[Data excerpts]

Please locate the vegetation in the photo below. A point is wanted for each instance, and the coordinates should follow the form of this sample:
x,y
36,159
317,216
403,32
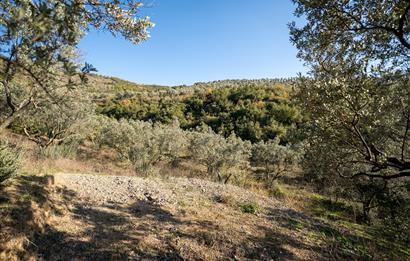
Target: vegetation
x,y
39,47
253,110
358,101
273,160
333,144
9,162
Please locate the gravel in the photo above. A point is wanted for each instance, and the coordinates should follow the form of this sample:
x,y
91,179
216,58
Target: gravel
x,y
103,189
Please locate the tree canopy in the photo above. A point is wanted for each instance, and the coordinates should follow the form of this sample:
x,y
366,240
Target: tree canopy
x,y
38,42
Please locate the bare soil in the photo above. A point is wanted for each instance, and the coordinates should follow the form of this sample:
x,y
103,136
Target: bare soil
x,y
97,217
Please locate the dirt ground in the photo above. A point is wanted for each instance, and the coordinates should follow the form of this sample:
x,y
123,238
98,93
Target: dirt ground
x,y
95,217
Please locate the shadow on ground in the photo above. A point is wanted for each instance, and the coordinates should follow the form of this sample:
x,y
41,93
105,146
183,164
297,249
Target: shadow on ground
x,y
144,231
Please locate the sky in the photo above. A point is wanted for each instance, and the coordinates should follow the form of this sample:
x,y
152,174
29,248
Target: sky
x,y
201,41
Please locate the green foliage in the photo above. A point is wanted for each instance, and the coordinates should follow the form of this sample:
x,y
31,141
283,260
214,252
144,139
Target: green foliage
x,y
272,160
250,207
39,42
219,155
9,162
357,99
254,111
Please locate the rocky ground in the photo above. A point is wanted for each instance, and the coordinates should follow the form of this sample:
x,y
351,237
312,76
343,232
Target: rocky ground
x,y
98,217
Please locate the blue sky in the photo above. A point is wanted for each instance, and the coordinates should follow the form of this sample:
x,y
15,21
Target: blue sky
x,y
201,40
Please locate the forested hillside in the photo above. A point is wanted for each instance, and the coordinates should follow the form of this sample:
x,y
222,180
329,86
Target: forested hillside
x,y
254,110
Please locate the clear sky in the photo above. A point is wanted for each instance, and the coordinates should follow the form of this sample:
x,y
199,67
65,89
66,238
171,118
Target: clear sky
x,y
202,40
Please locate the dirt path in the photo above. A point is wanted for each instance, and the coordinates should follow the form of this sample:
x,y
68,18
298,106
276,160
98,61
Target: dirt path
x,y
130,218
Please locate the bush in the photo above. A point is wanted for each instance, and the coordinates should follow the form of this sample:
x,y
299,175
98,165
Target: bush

_HOW TO COMPLETE THIS TASK_
From the records above, pull every line that carries the word "bush".

_ANSWER BELOW_
Please locate the bush in the photo above. A point is wanted for each instance, and the coordinates should follow the form of this sample:
Target: bush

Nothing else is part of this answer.